## Problem to work on
Copy out the passage on Japanese people in the United Kingdom word for word, from start to finish.

Japanese in the United Kingdom include   or permanent residents of Japanese birth or citizenship, as well as expatriate business professionals and their dependents on limited-term employment visas, students, trainees and young people participating in the UK government-sponsored Youth Mobility Scheme.

Background

History and settlement
Settlement first began in the late 19th century with the arrival of Japanese professionals, students and their servants. 264 citizens of Japan resided in Britain in 1884, the majority of whom identifying as officials and students. Employment diversified in the early 1900s with the growth of the Japanese community, which exceeded five hundred people by the close of the first decade of the 20th century.

As tensions escalated between Japan and the United Kingdom in the buildup to World War II, some Japanese left their home country to settle in Britain while many more returned to Japan. Following the Japanese attack on Pearl Harbor and assault on Hong Kong in December 1941, 114 Japanese men including expatriate businessmen and merchant seamen were detained as enemy aliens on the Isle of Man.

In the post-war era, new waves of immigration emerged in the 1960s, mainly for business and economic purposes. In recent decades this number has grown; including immigrants, students, and businessmen. In 2014 the Japanese Ministry of Foreign Affairs estimated that there were 67,258 Japanese nationals resident in the United Kingdom For British nationals of Japanese heritage, unlike other Nikkei communities elsewhere in the world, these Britons do not conventionally parse their communities in generational terms as Issei, Nisei, or Sansei.

## Excerpted data
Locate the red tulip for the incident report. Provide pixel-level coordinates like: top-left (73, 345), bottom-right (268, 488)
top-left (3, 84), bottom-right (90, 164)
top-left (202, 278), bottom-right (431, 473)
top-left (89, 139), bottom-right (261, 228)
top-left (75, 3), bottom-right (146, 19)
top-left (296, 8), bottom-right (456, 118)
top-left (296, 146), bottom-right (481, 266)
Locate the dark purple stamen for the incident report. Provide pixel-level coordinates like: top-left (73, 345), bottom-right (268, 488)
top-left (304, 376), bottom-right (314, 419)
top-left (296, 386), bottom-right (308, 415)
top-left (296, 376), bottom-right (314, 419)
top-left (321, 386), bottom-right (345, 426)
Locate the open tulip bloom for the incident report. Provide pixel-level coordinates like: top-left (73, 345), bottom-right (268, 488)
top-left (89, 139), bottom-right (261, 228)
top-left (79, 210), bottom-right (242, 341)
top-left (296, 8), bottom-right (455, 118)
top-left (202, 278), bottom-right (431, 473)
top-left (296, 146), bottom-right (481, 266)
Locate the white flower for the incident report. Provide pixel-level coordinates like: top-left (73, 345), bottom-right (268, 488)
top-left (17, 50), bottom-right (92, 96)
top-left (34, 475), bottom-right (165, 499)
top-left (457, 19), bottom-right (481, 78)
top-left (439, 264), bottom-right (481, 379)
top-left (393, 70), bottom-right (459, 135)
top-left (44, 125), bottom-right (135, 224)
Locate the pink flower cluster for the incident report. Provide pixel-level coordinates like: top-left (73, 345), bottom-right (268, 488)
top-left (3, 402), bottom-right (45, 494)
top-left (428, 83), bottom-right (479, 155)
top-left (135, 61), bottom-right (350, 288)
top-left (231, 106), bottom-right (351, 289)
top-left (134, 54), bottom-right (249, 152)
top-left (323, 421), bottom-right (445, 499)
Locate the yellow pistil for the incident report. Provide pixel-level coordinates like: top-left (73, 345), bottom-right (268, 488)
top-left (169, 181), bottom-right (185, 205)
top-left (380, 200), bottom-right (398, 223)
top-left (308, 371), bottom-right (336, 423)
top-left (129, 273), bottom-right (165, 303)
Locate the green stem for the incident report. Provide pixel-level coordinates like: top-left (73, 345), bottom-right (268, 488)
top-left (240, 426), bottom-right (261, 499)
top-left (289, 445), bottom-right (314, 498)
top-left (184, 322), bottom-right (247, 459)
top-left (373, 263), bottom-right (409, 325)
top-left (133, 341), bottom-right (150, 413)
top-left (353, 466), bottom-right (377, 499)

## Finished answer
Japanese in the United Kingdom include   or permanent residents of Japanese birth or citizenship, as well as expatriate business professionals and their dependents on limited-term employment visas, students, trainees and young people participating in the UK government-sponsored Youth Mobility Scheme.

Background

History and settlement
Settlement first began in the late 19th century with the arrival of Japanese professionals, students and their servants. 264 citizens of Japan resided in Britain in 1884, the majority of whom identifying as officials and students. Employment diversified in the early 1900s with the growth of the Japanese community, which exceeded five hundred people by the close of the first decade of the 20th century.

As tensions escalated between Japan and the United Kingdom in the buildup to World War II, some Japanese left their home country to settle in Britain while many more returned to Japan. Following the Japanese attack on Pearl Harbor and assault on Hong Kong in December 1941, 114 Japanese men including expatriate businessmen and merchant seamen were detained as enemy aliens on the Isle of Man.

In the post-war era, new waves of immigration emerged in the 1960s, mainly for business and economic purposes. In recent decades this number has grown; including immigrants, students, and businessmen. In 2014 the Japanese Ministry of Foreign Affairs estimated that there were 67,258 Japanese nationals resident in the United Kingdom For British nationals of Japanese heritage, unlike other Nikkei communities elsewhere in the world, these Britons do not conventionally parse their communities in generational terms as Issei, Nisei, or Sansei.